Since entering the Church in 1994, former Baptist Steve Ray of CatholicConvert.com said he has remained because of one thing: “It’s true. … The Catholic Church teaches all truth to all people, in all times, in all places. No other can come close. I’m home, and I’ll defend her to my death.”
This is not to say, however, that he doesn’t have concerns, among them recent efforts to resurrect Martin Luther as something of a saint.
Ray — who recently led a tour in Germany to mark the 500th anniversary of the Protestant Reformation, during which he refuted Luther’s arguments — cited, for example, the depiction of Luther kneeling at the foot of the cross on a Vatican stamp issued in the reformer’s honor. Although when he was a Protestant, Ray considered Luther a hero, he said he now sees him as a schismatic, heretic ex-priest who damaged the Church.
Ray said he can stay in the Church because, as he looks at history, he sees far-worse situations than those occurring today.
“The beauty of it is the Church is 2,000 years old and it has weathered all these things, and still it’s there and is still the biggest group of Christians in the world. It’s still strong, and people are still converting in droves into it. I knew what it was when I came in.”
Barefoot said he also finds it helpful to place current events in the context of Church history.
“We have to trust that Jesus loves his Church and loves us in the crisis we’re going through. We have to stay in the ship and stay with him. He will protect the ones who are being faithful.”
For Jennifer Ferrara, a former Lutheran pastor who converted to Catholicism in 1998, staying in the Church is a zero-sum game at this stage in her life.
“The alternative is nothing,” she said, “so I have never felt like leaving.” Ferrara added that Catholic author Walker Percy once asked himself in a self-interview, “Isn’t the Catholic Church a mess these days, badly split, its liturgy barbarized, vocations declining?” He replied, “Sure. That’s a sign of its divine origins, that it survives these periodic disasters.”
“Catholics take the long view, which is something Protestants, as their name suggests, do not fully understand,” Ferrara said. “I do think Protestants are more restless by nature, often looking for the next ‘best thing.’ Spiritually, I have tried — and it is, at times, a struggle — to be less restless and more Catholic, if you will, in my approach to my theological concerns, to think with the Church.”

§

Required tasks ▸
(a) In the article on converts staying in the Catholic Church, list the troubles of the Church named in the question Walker Percy asked himself in a self-interview.
(b) According to the article on converts staying in the Catholic Church, in what year did Jennifer Ferrara convert to Catholicism?
(c) Write the next part of the article on converts staying in the Catholic Church, starting after its last paragraph.

§

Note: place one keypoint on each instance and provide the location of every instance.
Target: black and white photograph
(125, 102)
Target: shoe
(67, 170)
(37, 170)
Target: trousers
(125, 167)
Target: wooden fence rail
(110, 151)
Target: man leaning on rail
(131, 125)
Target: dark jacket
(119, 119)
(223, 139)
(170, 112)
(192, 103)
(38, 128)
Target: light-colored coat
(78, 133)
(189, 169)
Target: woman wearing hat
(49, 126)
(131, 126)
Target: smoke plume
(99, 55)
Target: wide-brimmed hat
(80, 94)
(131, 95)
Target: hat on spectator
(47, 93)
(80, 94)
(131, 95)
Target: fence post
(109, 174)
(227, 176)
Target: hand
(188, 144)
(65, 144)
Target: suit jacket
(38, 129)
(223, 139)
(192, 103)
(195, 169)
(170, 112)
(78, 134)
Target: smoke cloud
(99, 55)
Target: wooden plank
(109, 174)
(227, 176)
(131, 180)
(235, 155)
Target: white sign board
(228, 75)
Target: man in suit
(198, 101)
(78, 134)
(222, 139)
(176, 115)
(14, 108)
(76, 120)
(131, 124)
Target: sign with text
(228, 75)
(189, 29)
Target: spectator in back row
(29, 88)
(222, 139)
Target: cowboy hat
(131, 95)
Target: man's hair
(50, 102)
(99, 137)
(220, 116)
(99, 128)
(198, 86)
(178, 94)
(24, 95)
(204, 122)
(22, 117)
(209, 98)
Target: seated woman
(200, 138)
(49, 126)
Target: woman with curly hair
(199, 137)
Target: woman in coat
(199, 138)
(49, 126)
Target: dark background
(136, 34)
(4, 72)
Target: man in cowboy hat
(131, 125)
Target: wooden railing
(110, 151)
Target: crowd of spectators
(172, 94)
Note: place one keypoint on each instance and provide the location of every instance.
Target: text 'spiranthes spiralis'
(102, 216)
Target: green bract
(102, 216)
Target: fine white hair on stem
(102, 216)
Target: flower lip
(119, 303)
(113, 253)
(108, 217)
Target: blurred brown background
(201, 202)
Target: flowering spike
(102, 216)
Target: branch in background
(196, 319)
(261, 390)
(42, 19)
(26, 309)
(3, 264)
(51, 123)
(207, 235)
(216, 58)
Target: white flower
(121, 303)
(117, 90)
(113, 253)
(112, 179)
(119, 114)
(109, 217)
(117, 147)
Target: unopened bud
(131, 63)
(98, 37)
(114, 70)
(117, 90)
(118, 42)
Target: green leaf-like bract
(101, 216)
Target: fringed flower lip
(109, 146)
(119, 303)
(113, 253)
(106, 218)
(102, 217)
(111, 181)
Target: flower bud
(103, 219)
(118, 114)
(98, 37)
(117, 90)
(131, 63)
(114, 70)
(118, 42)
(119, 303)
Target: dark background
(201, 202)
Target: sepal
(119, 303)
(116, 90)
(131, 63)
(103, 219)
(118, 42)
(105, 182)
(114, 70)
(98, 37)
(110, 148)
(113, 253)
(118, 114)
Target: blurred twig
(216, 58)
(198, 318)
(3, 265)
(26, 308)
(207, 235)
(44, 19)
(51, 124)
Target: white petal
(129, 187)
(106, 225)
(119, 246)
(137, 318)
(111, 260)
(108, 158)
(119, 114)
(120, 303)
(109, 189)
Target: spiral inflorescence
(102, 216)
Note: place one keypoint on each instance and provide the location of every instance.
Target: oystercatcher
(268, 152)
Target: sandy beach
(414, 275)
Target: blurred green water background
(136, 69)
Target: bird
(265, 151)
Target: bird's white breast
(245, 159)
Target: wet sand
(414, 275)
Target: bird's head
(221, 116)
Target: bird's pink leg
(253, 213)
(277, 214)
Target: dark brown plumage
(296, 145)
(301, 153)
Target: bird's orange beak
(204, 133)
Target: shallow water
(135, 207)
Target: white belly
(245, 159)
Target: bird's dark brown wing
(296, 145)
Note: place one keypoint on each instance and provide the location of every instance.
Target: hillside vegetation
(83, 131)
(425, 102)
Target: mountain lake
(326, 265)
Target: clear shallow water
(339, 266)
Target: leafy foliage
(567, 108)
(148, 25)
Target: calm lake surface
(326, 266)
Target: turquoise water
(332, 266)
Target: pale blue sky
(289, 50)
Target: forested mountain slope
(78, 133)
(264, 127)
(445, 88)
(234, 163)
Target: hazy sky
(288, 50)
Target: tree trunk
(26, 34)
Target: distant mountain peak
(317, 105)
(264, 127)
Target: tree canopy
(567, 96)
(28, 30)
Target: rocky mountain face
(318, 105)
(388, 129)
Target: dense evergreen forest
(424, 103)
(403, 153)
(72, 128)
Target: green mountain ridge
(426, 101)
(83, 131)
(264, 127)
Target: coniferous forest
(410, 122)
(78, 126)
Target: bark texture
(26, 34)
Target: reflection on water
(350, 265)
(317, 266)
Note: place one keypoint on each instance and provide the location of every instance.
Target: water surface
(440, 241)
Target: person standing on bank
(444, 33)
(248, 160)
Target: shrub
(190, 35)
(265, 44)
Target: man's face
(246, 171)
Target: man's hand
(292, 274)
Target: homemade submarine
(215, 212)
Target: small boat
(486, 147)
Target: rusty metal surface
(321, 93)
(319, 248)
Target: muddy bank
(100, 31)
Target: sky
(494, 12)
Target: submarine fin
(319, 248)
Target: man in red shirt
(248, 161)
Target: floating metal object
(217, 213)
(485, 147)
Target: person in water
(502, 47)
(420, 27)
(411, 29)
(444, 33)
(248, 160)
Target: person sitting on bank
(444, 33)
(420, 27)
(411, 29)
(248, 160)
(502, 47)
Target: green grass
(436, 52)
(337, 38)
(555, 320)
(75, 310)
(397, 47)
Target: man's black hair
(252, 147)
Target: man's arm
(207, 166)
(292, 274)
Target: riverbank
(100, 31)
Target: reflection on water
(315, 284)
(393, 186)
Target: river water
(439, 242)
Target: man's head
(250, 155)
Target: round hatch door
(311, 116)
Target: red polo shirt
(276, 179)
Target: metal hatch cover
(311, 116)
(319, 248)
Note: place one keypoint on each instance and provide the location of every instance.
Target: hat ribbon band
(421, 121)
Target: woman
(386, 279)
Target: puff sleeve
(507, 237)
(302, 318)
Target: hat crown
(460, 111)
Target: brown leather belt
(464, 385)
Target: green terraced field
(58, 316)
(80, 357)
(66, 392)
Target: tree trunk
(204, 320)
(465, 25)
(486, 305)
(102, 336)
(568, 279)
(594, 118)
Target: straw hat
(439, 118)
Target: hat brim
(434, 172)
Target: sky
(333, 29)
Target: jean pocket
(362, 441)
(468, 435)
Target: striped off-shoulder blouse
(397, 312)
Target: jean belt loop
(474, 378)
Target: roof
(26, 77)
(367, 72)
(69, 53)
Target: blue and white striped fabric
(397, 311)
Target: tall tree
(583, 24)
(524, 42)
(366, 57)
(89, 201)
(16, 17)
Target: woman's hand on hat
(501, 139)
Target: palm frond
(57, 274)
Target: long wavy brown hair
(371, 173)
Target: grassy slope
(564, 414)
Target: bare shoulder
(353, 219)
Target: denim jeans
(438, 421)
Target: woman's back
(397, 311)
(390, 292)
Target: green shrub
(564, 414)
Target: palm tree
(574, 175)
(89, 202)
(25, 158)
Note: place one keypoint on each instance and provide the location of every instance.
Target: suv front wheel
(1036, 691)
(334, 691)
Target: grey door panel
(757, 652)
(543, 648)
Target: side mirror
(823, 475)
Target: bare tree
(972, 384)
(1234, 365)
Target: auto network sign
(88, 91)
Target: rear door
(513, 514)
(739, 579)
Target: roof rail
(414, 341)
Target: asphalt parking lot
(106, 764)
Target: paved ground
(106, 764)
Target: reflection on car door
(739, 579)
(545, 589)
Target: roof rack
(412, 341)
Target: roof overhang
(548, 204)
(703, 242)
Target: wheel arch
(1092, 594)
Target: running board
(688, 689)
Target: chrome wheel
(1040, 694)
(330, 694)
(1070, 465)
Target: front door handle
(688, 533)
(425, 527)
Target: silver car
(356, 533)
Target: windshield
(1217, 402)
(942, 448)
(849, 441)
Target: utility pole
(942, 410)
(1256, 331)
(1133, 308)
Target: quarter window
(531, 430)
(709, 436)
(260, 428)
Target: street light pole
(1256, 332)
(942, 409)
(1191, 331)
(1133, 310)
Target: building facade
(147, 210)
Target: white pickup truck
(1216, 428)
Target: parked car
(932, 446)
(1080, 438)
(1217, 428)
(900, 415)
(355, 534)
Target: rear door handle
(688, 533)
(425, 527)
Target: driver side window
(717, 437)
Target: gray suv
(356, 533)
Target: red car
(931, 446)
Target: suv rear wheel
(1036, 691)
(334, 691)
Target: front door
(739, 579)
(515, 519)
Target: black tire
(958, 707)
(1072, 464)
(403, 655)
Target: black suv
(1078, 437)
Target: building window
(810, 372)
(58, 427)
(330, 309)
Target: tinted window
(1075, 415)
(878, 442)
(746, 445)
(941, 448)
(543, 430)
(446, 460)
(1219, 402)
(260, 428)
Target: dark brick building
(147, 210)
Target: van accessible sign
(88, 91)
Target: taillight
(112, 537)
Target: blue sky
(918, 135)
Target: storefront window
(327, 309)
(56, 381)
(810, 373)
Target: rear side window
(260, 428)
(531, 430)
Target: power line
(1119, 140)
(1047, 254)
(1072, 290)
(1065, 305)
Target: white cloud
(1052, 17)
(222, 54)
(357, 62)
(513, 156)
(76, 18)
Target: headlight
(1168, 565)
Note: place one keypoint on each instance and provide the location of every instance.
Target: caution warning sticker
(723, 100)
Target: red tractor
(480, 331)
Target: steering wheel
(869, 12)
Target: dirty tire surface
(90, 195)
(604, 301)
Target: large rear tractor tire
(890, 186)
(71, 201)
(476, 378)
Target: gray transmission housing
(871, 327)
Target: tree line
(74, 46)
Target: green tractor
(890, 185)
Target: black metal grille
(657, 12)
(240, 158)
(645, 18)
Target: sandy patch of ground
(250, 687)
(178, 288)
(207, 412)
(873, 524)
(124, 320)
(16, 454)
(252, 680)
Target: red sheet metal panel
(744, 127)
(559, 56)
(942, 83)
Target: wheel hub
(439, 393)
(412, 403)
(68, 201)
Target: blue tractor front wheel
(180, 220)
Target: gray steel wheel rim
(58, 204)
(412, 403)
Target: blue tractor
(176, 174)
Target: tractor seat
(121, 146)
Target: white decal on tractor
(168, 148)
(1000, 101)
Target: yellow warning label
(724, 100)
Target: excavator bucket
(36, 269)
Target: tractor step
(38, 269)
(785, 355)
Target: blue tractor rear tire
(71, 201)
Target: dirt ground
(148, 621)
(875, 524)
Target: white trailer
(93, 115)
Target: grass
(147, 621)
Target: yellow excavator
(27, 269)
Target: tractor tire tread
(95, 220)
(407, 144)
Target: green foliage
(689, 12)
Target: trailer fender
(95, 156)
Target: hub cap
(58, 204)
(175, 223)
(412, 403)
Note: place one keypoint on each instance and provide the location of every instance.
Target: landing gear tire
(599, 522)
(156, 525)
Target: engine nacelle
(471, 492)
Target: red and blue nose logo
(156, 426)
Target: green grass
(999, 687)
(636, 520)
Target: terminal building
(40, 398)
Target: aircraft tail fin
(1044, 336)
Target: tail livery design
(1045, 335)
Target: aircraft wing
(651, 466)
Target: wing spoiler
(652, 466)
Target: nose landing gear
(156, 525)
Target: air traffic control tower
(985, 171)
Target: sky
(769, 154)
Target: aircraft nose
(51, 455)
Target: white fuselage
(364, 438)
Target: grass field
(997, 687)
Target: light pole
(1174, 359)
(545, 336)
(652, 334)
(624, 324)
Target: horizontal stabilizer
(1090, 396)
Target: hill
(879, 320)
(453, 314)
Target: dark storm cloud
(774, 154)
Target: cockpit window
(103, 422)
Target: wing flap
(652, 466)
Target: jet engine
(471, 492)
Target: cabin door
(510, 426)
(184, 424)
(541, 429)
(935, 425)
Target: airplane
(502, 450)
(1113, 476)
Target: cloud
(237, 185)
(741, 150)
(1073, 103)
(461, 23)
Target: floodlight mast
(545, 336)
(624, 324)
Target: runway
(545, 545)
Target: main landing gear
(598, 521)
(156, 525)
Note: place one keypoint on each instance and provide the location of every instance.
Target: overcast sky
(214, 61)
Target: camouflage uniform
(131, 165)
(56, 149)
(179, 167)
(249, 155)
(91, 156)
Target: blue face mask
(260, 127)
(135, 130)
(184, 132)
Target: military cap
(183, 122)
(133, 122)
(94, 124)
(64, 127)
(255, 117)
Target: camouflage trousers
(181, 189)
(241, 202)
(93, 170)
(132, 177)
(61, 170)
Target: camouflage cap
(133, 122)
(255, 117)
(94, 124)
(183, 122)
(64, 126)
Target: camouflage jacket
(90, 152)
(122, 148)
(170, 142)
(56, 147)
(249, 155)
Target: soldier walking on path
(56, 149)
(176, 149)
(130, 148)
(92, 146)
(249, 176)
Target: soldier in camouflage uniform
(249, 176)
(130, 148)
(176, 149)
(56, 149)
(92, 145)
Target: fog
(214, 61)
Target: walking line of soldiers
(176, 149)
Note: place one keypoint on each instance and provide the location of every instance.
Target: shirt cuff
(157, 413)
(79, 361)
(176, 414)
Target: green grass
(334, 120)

§

Results by task ▸
(a)
- A mess
- Badly split
- Its liturgy barbarized
- Vocations declining

(b) 1998

(c)
The Church’s Authority
Since converting, Ferrara, like Ray, has seen her views of Martin Luther and the Protestant Reformation undergo a change. She now believes that the Reformation, though it may have brought needed change, in the long run has born bitter fruit.
“Luther’s theology, especially his insistence on sola fide (faith alone) and sola scriptura (the Bible alone), resulted in an elevation of the individual conscience over the teaching authority of the Church.” She also thinks that the original critics of Luther’s theology were prescient in warning of the lawlessness they said existed at its heart.
Ferrara said the acceptance by many mainline Protestant churches of abortion is an example of what can happen when individual conscience takes precedence over the Church’s teaching authority.
Her own journey to Rome began when the Church Council of the Evangelical Lutheran Church in America decided to cover the cost of all abortions in its employee health plan and she read former Lutheran minister Leonard Klein’s critique, which said, “Real churches don’t kill babies.”
To those in the Catholic Church who would elevate individual conscience over the Church’s teaching authority, Ferrara said, “I would say that the collapse of morality into subjectivity inevitably results in organizations that are something other than the one, holy, Catholic and apostolic Church confessed in the creeds. They are feel-good, therapeutic societies, and boring ones at that, judging from all of the empty seats in the mainline Protestant churches.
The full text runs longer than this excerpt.